Work to complete -> Carry on the passage about the whip-poor-will in American literature, beginning right after its final sentence.

It is also frequently used as an auditory symbol of rural America, as in Washington Irving's story "The Legend of Sleepy Hollow", or as a plot device. For example, William Faulkner's short story, "Barn Burning", makes several mentions of whip-poor-wills: "and then he found that he had been asleep because he knew it was almost dawn, the night almost over. He could tell that from the whip-poor-wills. They were everywhere now among the dark trees below him, constant and inflectioned and ceaseless, so that, as the instant for giving over to the day birds drew nearer and nearer, there was no interval at all between them."

"The Mountain Whippoorwill" is a poem written by Stephen Vincent Benét about a fiddling contest, won by Hillbilly Jim, who refers to his fiddle as a whip-poor-will and identifies the bird with the lonely and poor but vibrant life of the mountain people. American poet Robert Frost described the sound of a whip-poor-will in the fourth stanza of his 1915 poem "Ghost House". This is notable in Frost's use of assonance in "The whippoorwill is coming to shout / And hush and cluck and flutter about".

Recorded data ->
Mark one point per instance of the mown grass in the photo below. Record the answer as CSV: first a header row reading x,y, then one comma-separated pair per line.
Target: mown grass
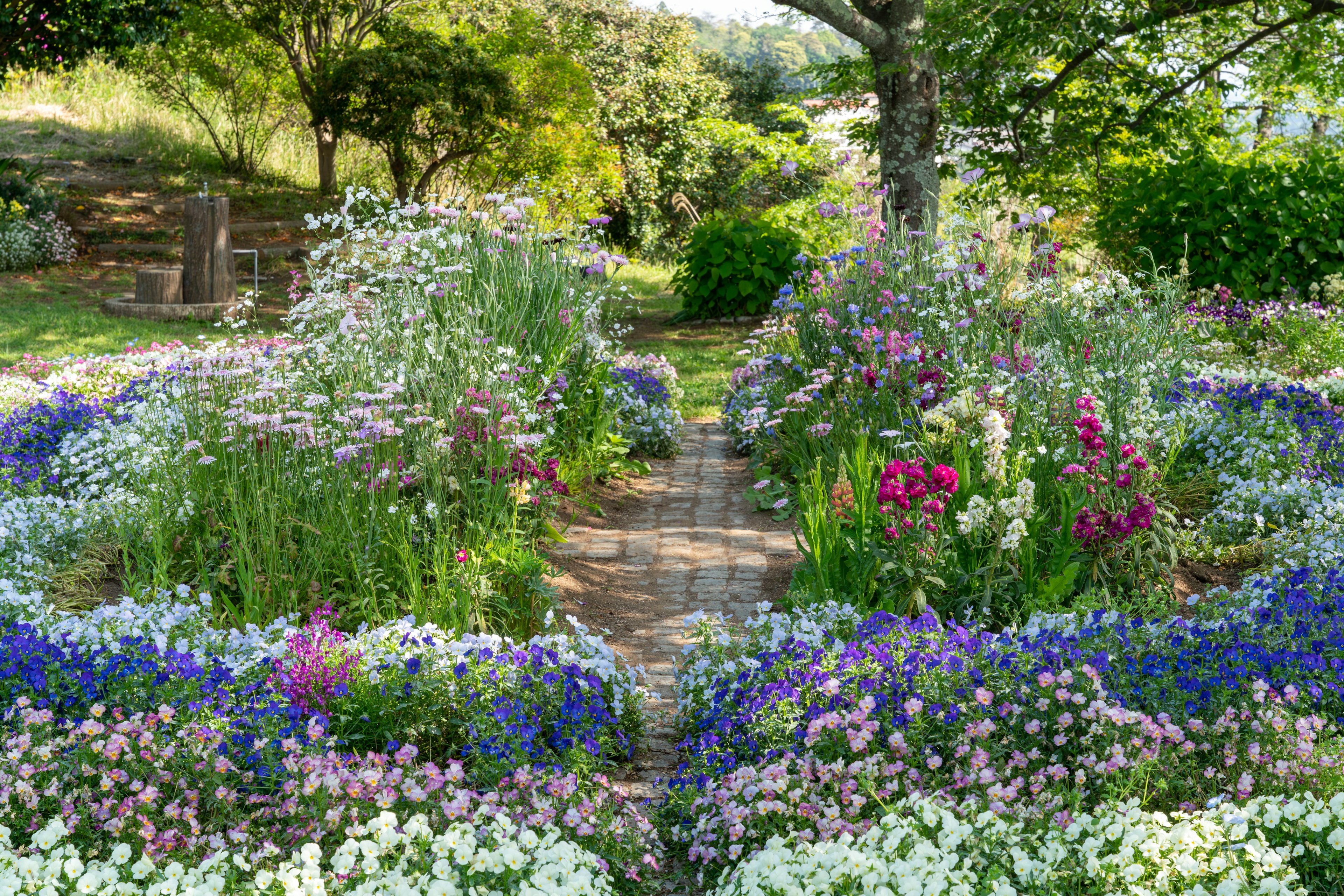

Exercise result ->
Emily Dickinson wrote "Many a phrase has the English language - / I have heard but one - / Low as the laughter of the Cricket, / Loud, as the Thunder's Tongue - / Murmuring, like old Caspian Choirs, / When the Tide's a'lull - / Saying itself in new inflection - / Like a Whippowil -"

The chorus of George A. Whiting and Walter Donaldson's song "My Blue Heaven" (1927) begins, "When Whip-poor-wills call and ev'ning is nigh".

In the 1934 Frank Capra film It Happened One Night, before Clark Gable's character Peter Warne reveals his name to Ellie Andrews (Claudette Colbert), he famously says to her, "I am the whip-poor-will that cries in the night".

Hank Williams's 1949 song I'm So Lonesome I Could Cry refers to the whip-poor-will's sound in its opening line: "Hear that lonesome whippoorwill, he sounds too blue to fly". The chorus of Alan Jackson's 1992 single Midnight in Montgomery makes reference to this lyric: "Just hear that whippoorwill".

In the 1958 movie Thunder Road, Keely Smith sings "The Whippoorwill," a song written by Robert Mitchum and Don Raye.

Elton John and Bernie Taupin's 1975 song "Philadelphia Freedom" features a flute mimicking the call of the eastern whip-poor-will and includes the lyrics "I like living easy without family ties, till the whippoorwill of freedom zapped me right between the eyes."

The Pennsylvania-based Indie rock band Dr. Dog released their song "Lonesome" on their 2012 album Be the Void, featuring the passage "I had my fill of the Whippoorwill / When he broke into song I shot him".

The song, "Cockeyed Optimist", sung by Nellie Forbush in Rodger's and Hammerstein's South Pacific, mentions such bird, singing, "But every whip-poor-will / Is selling me a bill/ And telling me it just ain't so!"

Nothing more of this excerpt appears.